- **Document segment**:
BEGIN
Heartbeat Opera is back with a vengeance. The maverick troupe’s Spring Festival 2023 is exploding with two impressive new re-imaginings of classic operas, Puccini’s Tosca (reviewed here) and Verdi’s Macbeth, rearranged and retitled Lady M.
If Tosca is very good, Lady M is outstanding. The Heartbeat team refocused and stripped down the full-length opera to a single 90-minute act with a cast of just six. A musical sextet driven by trombone and clarinet plays Daniel Schlosberg’s brilliantly quirky musical arrangements.
Through rooted in a pandemic-era online iteration, the new production seethes with physicality and stagecraft; in fact, in the relatively intimate space of the Baruch Performing Arts Center, with fly-girl choreography and a bit of audience participation, it’s an exceptionally visceral opera experience.
Voices of Power
None of that would matter without great voices and acting, and Lady M has both, starting with Lisa Algozzini. The diminutive Italian-American soprano makes the title role a tightly wound ball of dark energy. Her rich, powerful voice carries Lady Macbeth’s unbridled ambition to the skies, whether she’s rising from bed, pushing her husband to violence, or mourning an imaginary (or lost?) child. Baritone Kenneth Stavert matches her in strength, intensity and Verdi-worthiness as the thane Macbeth, here re-conceived as a white-collar executive.

The only other real character in this buzzing world of smartphones and tablets is Banquo, portrayed by the equally strong baritone Isaiah Musik-Ayala. That leaves the three (Weird) Sisters, who serve a variety of functions, many not very witchy, including as a sort of Chorus. They perform energetic modern-pop choreography, sing through microphones that enable reverb effects, and propel and smooth much of the stage business. Mezzo-soprano Sishel Claverie makes a special impression with a smoky-cool alto.
Various elements of the production fuse into a compelling whole, even if I couldn’t follow what every bit of stage business meant. It might have helped if I could read the supertitles, but they were too high, small, and, to my eyes at least, fuzzy. That didn’t matter much amid the gripping and eerie musical and physical storytelling.
The stage lighting opens with a spot of white light expanding into a rectangle that slowly fills the stage. Together with the Sisters’ introductory dance, this establishes a frame that sets the action off as fabulism. Despite the modern-day setting, we could almost be seeing an ancient Greek drama.
END
Phrase grounding data
BEGIN
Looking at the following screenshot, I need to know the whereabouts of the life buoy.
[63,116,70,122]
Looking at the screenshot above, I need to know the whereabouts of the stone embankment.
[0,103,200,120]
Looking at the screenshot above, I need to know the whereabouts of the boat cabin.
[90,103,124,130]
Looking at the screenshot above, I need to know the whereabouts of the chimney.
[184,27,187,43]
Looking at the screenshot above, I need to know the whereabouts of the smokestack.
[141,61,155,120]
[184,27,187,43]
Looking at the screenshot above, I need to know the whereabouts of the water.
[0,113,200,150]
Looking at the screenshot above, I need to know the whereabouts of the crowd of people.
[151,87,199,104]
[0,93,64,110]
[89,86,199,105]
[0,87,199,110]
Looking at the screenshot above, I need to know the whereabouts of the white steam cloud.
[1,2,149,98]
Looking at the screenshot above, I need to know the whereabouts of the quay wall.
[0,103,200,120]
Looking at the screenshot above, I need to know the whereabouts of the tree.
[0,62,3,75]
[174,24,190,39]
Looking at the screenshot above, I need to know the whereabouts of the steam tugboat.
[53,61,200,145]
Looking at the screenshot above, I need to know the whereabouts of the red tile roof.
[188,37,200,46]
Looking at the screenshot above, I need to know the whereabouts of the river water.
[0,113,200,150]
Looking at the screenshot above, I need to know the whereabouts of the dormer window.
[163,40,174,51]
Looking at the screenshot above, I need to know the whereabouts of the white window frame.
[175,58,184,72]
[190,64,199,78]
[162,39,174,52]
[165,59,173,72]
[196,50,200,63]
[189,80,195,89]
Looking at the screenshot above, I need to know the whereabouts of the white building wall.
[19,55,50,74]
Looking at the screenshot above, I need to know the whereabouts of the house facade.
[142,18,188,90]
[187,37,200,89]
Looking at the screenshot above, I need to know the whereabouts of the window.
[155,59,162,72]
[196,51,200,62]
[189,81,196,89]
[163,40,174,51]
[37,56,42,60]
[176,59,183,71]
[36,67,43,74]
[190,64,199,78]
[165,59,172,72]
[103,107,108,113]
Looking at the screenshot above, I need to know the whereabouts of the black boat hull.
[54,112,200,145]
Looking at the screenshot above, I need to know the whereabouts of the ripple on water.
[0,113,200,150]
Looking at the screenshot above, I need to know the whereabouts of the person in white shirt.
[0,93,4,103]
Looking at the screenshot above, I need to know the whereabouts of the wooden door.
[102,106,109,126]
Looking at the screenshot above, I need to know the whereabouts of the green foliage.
END
- **Task objective**: Name every singer identified in the Lady M review, with the voice type it gives for each.

- **Response area**: Lisa Algozzini (soprano), Kenneth Stavert (baritone), Isaiah Musik-Ayala (baritone), Sishel Claverie (mezzo-soprano)